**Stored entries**

▶

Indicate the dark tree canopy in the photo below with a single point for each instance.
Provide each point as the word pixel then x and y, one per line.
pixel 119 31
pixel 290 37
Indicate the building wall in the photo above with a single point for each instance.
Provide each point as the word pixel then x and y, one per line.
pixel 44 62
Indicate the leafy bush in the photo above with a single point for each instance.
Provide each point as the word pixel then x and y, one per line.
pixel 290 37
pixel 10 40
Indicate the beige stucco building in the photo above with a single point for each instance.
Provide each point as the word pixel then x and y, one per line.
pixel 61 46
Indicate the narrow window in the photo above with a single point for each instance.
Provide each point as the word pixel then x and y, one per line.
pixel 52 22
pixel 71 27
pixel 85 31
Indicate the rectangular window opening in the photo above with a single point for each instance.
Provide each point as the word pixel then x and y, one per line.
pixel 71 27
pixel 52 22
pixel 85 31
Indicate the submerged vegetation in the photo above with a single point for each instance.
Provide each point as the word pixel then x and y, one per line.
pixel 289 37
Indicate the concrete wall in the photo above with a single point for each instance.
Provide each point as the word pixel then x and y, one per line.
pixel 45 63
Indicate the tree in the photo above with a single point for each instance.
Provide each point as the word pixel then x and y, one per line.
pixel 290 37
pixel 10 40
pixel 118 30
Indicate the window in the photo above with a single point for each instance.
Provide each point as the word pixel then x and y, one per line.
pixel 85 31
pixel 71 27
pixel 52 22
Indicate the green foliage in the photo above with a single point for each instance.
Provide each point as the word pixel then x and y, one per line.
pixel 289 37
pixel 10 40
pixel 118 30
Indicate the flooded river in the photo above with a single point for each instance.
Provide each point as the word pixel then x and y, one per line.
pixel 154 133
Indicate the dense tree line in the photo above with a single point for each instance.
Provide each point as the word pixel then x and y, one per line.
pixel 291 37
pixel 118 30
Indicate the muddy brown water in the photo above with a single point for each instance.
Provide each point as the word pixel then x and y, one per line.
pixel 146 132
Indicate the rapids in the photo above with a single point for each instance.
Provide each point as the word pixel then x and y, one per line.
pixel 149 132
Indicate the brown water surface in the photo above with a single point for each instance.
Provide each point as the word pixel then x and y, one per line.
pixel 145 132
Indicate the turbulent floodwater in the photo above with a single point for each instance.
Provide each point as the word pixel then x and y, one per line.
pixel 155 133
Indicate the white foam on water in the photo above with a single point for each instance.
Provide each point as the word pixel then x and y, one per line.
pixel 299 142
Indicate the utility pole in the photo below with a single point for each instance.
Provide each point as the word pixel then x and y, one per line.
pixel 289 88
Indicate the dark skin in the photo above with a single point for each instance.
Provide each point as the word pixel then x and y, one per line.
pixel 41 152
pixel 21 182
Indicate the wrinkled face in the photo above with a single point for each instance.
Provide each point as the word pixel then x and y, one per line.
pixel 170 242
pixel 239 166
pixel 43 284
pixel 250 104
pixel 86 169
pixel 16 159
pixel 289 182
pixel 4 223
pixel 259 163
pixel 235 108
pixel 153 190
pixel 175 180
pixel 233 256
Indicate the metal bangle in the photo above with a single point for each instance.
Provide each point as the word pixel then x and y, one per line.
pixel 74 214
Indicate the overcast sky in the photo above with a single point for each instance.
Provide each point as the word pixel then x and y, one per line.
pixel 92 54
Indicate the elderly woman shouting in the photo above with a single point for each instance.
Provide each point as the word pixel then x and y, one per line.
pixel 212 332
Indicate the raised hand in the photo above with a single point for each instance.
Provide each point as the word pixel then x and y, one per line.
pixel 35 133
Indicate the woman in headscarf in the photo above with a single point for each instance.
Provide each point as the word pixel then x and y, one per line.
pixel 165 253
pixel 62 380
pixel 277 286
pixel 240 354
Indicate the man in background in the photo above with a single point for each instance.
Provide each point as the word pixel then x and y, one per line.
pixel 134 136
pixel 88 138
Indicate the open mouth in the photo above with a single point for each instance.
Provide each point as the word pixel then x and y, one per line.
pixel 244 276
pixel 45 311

◀

**Exercise task**
Print all of the records above again, word for word and unchanged.

**Right answer**
Indicate the dark tree canopy in the photo below with a single point for each instance.
Provide each point as the word pixel then x and y, one per line.
pixel 119 31
pixel 290 37
Indicate the building wall in the photo above with a single point for each instance.
Provide each point as the word pixel then x and y, one per line.
pixel 44 62
Indicate the leafy bush in the photo above with a single point for each instance.
Provide each point as the word pixel then x and y, one per line.
pixel 290 37
pixel 10 40
Indicate the beige stucco building in the photo above with a single point for each instance.
Provide each point as the word pixel then x and y, one per line.
pixel 61 46
Indicate the narrow window in the photo above with a single point for each instance.
Provide each point as the word pixel then x and y, one per line.
pixel 52 22
pixel 71 27
pixel 85 31
Indicate the rectangular window opening in the photo above with a single point for each instance.
Provide each point as the word pixel then x and y, one per line.
pixel 71 27
pixel 52 22
pixel 85 31
Indicate the submerged vegetation in the photo above with a single point for each instance.
Provide each point as the word pixel then x and y, one per line.
pixel 289 37
Indicate the concrete wall in the photo above with a single point for each instance.
Provide each point as the word pixel then x and y, one per line.
pixel 45 63
Indicate the tree in the photo above with a single point for each instance.
Provide each point as the word pixel then x and y, one per line.
pixel 290 37
pixel 10 40
pixel 118 30
Indicate the window in the photo above with a single point for each instance.
Provide each point as the word pixel then x and y, one per line.
pixel 85 31
pixel 71 27
pixel 52 22
Indicate the green foliage in the photo above with a single point for each instance.
Provide each point as the word pixel then x and y, one per line.
pixel 289 37
pixel 10 40
pixel 118 30
Indicate the flooded river in the photo above with a single point for each instance.
Provide each point as the word pixel then x and y, one per line.
pixel 154 133
Indicate the dense tree line in the photo above with a single point for each instance.
Provide each point as the word pixel then x and y, one per line.
pixel 291 37
pixel 118 30
Indicate the muddy brown water in the photo above with a single point for each instance.
Provide each point as the word pixel then x and y, one per line.
pixel 146 132
Indicate the rapids in the photo above with a single point for each instance.
Provide each point as the word pixel then x and y, one per line.
pixel 149 132
Indicate the brown water surface in the photo above with a single point for each instance.
Provide each point as the word pixel then x and y, one per line.
pixel 145 132
Indicate the turbulent floodwater in the photo above with a single point for each instance.
Provide each point as the word pixel then x and y, one per line.
pixel 155 133
Indicate the white foam on water in the photo above with a single point for each instance.
Provide each point as the word pixel then x and y, one per line.
pixel 299 142
Indicate the utility pole in the photo below with a single point for each instance.
Provide each point as the word pixel then x and y, one per line.
pixel 289 88
Indicate the dark skin in the photo above with a single point for each instance.
Provide each point as the word pixel then x and y, one per line.
pixel 41 152
pixel 21 182
Indicate the wrinkled face in the photo above with a single point for each instance.
Provide each point as the word pixel then x and y, one per line.
pixel 170 242
pixel 239 166
pixel 43 284
pixel 250 104
pixel 86 169
pixel 16 159
pixel 289 182
pixel 4 223
pixel 259 163
pixel 235 108
pixel 153 190
pixel 175 180
pixel 233 256
Indicate the metal bangle in the photo above with a single point for each instance.
Provide each point as the word pixel then x and y, one per line.
pixel 74 214
Indicate the overcast sky in the photo above with a single point for each instance.
Provide each point as the word pixel then x and y, one per line.
pixel 92 54
Indicate the elderly woman shouting in the photo above with a single point for each instance.
Provide each point as the word pixel then x and y, one per line.
pixel 212 332
Indicate the raised hand in the photo above with a single point for each instance.
Provide each point as the word pixel then x and y, one per line.
pixel 35 133
Indicate the woman in headscarf in the photo above with a single point for each instance.
Provide each point as the word pixel then x and y, one per line.
pixel 165 253
pixel 62 380
pixel 277 286
pixel 240 354
Indicate the man in background in the photo above with a single point for each instance.
Provide each point as the word pixel then x and y, one per line.
pixel 134 136
pixel 88 138
Indicate the open mouth in the photo above with a single point for each instance.
Provide each point as the word pixel then x and y, one per line.
pixel 244 276
pixel 45 311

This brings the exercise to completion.